**What you will do**
The records that follow must be reproduced in full, exactly as written.

# Start of Material provided

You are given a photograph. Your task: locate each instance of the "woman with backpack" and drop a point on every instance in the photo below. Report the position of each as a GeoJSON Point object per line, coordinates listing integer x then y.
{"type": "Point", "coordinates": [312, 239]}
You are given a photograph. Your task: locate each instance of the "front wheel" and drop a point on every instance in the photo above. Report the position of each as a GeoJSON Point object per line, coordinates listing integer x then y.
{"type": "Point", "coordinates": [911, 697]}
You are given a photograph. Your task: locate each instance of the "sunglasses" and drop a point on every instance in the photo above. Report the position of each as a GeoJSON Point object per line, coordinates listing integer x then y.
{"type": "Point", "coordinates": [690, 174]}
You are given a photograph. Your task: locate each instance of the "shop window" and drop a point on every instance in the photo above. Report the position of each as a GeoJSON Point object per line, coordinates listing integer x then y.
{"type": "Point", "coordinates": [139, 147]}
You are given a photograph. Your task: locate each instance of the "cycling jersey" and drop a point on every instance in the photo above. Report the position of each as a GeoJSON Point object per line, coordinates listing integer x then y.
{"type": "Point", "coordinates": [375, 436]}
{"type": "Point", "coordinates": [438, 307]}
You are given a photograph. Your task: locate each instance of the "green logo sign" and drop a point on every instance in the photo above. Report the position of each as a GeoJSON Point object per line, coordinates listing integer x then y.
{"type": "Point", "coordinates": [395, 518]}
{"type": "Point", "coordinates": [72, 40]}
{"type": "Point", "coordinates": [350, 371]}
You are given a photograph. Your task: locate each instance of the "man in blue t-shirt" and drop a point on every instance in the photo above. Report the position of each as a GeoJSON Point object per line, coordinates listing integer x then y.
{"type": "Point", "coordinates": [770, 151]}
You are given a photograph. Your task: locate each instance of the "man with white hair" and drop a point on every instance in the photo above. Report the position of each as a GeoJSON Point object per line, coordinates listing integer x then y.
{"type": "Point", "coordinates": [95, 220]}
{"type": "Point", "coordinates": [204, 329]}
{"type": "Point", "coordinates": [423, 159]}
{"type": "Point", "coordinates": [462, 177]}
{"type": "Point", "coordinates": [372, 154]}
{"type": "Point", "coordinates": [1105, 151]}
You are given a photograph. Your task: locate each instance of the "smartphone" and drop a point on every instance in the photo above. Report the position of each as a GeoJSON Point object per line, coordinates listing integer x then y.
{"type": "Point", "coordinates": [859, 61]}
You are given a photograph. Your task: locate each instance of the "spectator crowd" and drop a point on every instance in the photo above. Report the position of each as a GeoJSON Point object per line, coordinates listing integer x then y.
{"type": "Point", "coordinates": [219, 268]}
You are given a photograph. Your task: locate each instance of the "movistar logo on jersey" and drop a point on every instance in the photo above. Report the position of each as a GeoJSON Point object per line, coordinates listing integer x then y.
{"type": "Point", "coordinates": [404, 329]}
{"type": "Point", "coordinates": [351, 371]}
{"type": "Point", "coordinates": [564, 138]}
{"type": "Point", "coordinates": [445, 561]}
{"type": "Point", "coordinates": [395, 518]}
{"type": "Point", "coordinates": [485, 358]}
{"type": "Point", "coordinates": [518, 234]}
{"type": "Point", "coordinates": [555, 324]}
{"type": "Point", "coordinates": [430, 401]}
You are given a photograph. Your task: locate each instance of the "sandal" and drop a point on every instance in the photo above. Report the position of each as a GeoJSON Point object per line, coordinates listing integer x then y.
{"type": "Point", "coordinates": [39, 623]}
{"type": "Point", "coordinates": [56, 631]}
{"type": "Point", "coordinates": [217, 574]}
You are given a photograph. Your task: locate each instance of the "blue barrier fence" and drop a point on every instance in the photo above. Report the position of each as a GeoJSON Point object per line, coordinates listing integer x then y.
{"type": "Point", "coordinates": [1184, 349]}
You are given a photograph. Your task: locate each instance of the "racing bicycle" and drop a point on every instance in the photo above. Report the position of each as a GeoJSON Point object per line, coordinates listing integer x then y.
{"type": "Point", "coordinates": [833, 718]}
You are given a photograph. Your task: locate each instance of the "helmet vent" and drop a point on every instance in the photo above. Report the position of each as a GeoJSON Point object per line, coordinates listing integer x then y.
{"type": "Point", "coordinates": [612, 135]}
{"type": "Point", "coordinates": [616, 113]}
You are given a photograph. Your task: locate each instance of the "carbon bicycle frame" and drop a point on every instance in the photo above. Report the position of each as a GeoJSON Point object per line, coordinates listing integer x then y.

# End of Material provided

**Written answer**
You are given a photograph. Your task: locate each instance of the "woman with backpack" and drop a point on every instance in the photo below. Report the position of each as a GeoJSON Point object per line, coordinates listing integer x then y.
{"type": "Point", "coordinates": [312, 239]}
You are given a photograph. Your task: locate each instance of the "front wheel" and drop a point on every instance in the photo above. Report the position of each as a GeoJSON Point object per line, coordinates listing integer x then y.
{"type": "Point", "coordinates": [911, 697]}
You are given a photograph. Your task: locate each instance of the "sunglasses" and drop a point on every instance in the photo above. Report the position of each as a GeoJSON Point object per line, coordinates listing integer x then y.
{"type": "Point", "coordinates": [690, 174]}
You are given a photograph. Your task: locate each instance of the "shop window" and drop a point on every instance in the photo above. Report the position of each as a GeoJSON Point object per line, coordinates listing integer x then y.
{"type": "Point", "coordinates": [139, 147]}
You are given a photograph. Your task: locate each instance of the "cycling jersey" and drop a point on every instance in the photo above. Report the position of each as a GeoJSON Point object per line, coordinates listing integer x then y.
{"type": "Point", "coordinates": [375, 436]}
{"type": "Point", "coordinates": [438, 307]}
You are given a photograph. Your task: locate each instance of the "green logo sign" and drop a point on every instance in the photo above. Report the position of each as a GeoJSON Point object per line, coordinates listing integer x then y.
{"type": "Point", "coordinates": [395, 518]}
{"type": "Point", "coordinates": [72, 40]}
{"type": "Point", "coordinates": [350, 371]}
You are given a photograph. Your task: locate each instance of the "man in blue t-shirt" and drop a point on every instance in the photo above. Report the position of each as a GeoJSON Point object per line, coordinates listing integer x then y.
{"type": "Point", "coordinates": [770, 151]}
You are given a photograph. Your task: locate each instance of the "man with white hair" and drop a point on every instance in the photo above. Report the position of each as a GeoJSON Point object per line, coordinates listing integer x then y.
{"type": "Point", "coordinates": [95, 220]}
{"type": "Point", "coordinates": [204, 329]}
{"type": "Point", "coordinates": [423, 159]}
{"type": "Point", "coordinates": [462, 177]}
{"type": "Point", "coordinates": [372, 154]}
{"type": "Point", "coordinates": [1105, 151]}
You are given a photograph. Your task: locate each instance of the "smartphone" and drop a point on every instance in the photo above. Report the position of each as a GeoJSON Point object per line, coordinates listing integer x then y.
{"type": "Point", "coordinates": [859, 61]}
You are given a photograph. Your task: locate each instance of the "spectator crowd" and drop a point on every instance in the photo above. Report the position of each as a GeoJSON Point object per line, coordinates listing integer x then y.
{"type": "Point", "coordinates": [219, 268]}
You are given a photograph. Your task: locate each instance of the "movistar logo on jersey" and drop a point on every instance in the photo above. Report the position of each as a GeoJSON Point object per line, coordinates listing integer x then y.
{"type": "Point", "coordinates": [404, 329]}
{"type": "Point", "coordinates": [351, 371]}
{"type": "Point", "coordinates": [564, 138]}
{"type": "Point", "coordinates": [445, 561]}
{"type": "Point", "coordinates": [395, 518]}
{"type": "Point", "coordinates": [485, 358]}
{"type": "Point", "coordinates": [518, 234]}
{"type": "Point", "coordinates": [555, 324]}
{"type": "Point", "coordinates": [430, 401]}
You are given a photograph. Your task: locate each instance of the "sandal" and drop a point on every instance in the photo above. Report the position of each as a GeoJSON Point object per line, coordinates listing integer x then y.
{"type": "Point", "coordinates": [39, 623]}
{"type": "Point", "coordinates": [56, 631]}
{"type": "Point", "coordinates": [217, 574]}
You are given a photograph. Your task: locate each instance of the "blue barrier fence" and drop a point on every instance in the photo above. Report the position of each as a GeoJSON Point object per line, coordinates listing integer x then y.
{"type": "Point", "coordinates": [1184, 349]}
You are given a photograph. Your task: locate each instance of the "racing bicycle" and drop a point on every instance in the photo above. Report the position of each as a GeoJSON Point object per line, coordinates listing integer x then y.
{"type": "Point", "coordinates": [833, 718]}
You are given a photograph. Your task: locate each instance of the "helmet vent" and drop a point on every instance in the photo above. Report the position of each as a GeoJSON Point object per line, coordinates listing integer x then y.
{"type": "Point", "coordinates": [612, 135]}
{"type": "Point", "coordinates": [616, 113]}
You are given a photograph. Your task: locate each instance of the "carbon bicycle frame" and drop a point on every instance in the photo above. Report the position of each as a GeoJSON Point object per line, coordinates listing integer x then y.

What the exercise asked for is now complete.